**WHAT IS REQUIRED:**
Render every line of the listing below as a JSON list of strings, one string per line, skipping blank lines and leaving out the pictures.

___

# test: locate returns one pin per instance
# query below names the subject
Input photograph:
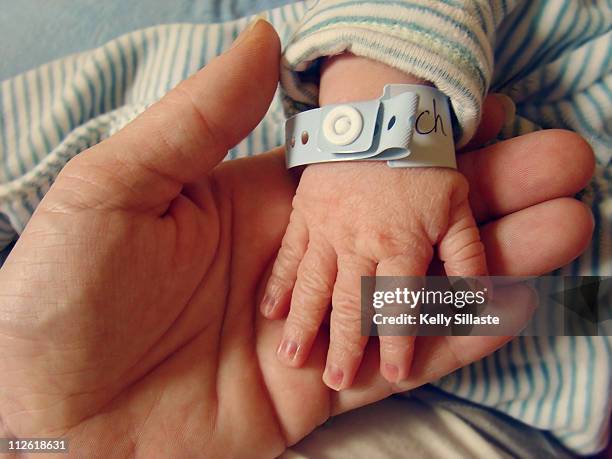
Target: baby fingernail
(333, 376)
(268, 304)
(287, 350)
(392, 372)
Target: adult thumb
(184, 135)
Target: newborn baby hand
(356, 219)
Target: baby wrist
(349, 78)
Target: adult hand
(128, 318)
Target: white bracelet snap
(342, 125)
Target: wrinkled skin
(128, 318)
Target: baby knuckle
(313, 283)
(349, 346)
(306, 319)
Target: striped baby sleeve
(448, 42)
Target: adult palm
(128, 306)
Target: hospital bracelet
(408, 126)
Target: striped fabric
(553, 57)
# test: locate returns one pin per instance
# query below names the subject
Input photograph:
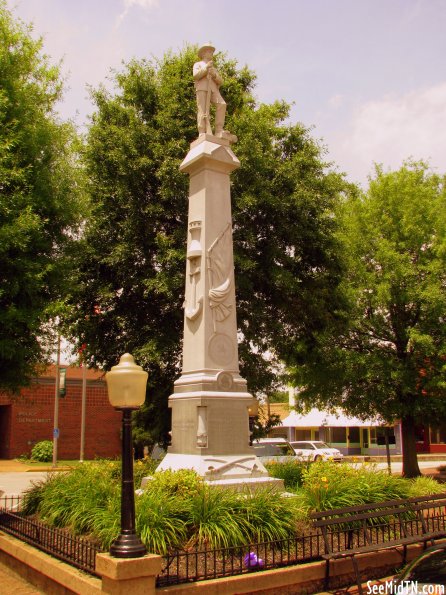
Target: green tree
(39, 200)
(131, 260)
(389, 358)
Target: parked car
(273, 449)
(315, 450)
(425, 574)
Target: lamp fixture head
(126, 384)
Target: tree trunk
(410, 460)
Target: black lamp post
(126, 384)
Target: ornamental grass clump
(75, 499)
(269, 515)
(290, 471)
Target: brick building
(27, 418)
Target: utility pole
(56, 403)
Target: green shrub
(42, 451)
(269, 515)
(424, 486)
(329, 485)
(161, 522)
(182, 483)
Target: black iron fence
(202, 564)
(76, 551)
(199, 564)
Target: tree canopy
(389, 358)
(39, 200)
(130, 262)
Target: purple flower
(252, 561)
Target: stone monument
(210, 420)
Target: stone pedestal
(210, 422)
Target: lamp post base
(128, 545)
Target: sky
(368, 76)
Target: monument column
(210, 424)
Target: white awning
(316, 419)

___

**THE OUTPUT:**
[
  "# test: locate returns one pin per instance",
  "# query below names the subject",
  "Input photograph:",
  "Target: baby fingernail",
  "(333, 376)",
  "(268, 304)",
  "(287, 350)",
  "(392, 372)",
  "Target: adult thumb",
  "(184, 135)",
  "Target: newborn baby hand",
  "(356, 219)",
  "Target: baby wrist",
  "(349, 78)",
  "Target: adult hand",
  "(128, 318)",
  "Target: white bracelet snap",
  "(342, 125)",
  "Target: wrinkled skin",
  "(128, 318)",
  "Target: baby knuckle",
  "(313, 283)",
  "(349, 346)",
  "(306, 319)",
  "Target: striped baby sleeve",
  "(448, 42)",
  "Target: adult palm",
  "(128, 306)",
  "Target: hospital bracelet",
  "(408, 126)",
  "Target: striped fabric",
  "(553, 57)",
  "# test: locate returns one pin per instance",
  "# query below names the subject",
  "Input photograph:",
  "Target: green tree",
  "(39, 200)",
  "(131, 260)",
  "(389, 358)",
  "Target: parked car",
  "(273, 449)",
  "(315, 450)",
  "(425, 574)",
  "Target: lamp fixture head",
  "(126, 384)",
  "Target: tree trunk",
  "(410, 460)",
  "Target: black lamp post",
  "(126, 384)",
  "Target: ornamental grass clump",
  "(75, 499)",
  "(269, 515)",
  "(290, 471)",
  "Target: brick building",
  "(27, 418)",
  "Target: utility pole",
  "(56, 403)",
  "Target: green shrub",
  "(42, 451)",
  "(269, 515)",
  "(424, 486)",
  "(329, 485)",
  "(161, 522)",
  "(182, 483)",
  "Target: black iron fence",
  "(202, 564)",
  "(76, 551)",
  "(199, 564)",
  "Target: tree canopy",
  "(389, 358)",
  "(39, 200)",
  "(130, 262)",
  "Target: purple flower",
  "(252, 561)",
  "Target: stone monument",
  "(210, 420)",
  "Target: stone pedestal",
  "(210, 422)",
  "Target: lamp post base",
  "(128, 545)",
  "Target: sky",
  "(368, 76)",
  "Target: monument column",
  "(210, 424)",
  "Target: white awning",
  "(316, 419)"
]